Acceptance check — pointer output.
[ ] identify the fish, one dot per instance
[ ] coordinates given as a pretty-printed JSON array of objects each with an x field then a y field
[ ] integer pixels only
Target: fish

■ ■ ■ ■ ■

> Stated task
Convert the records above into a JSON list of strings, with one string per line and blank lines omitted.

> Exercise response
[
  "Acceptance check — pointer output.",
  "[ ] identify the fish, one dot per instance",
  "[ ] coordinates given as a pretty-printed JSON array of objects each with an x field then a y field",
  "[ ] integer pixels only",
  "Target: fish"
]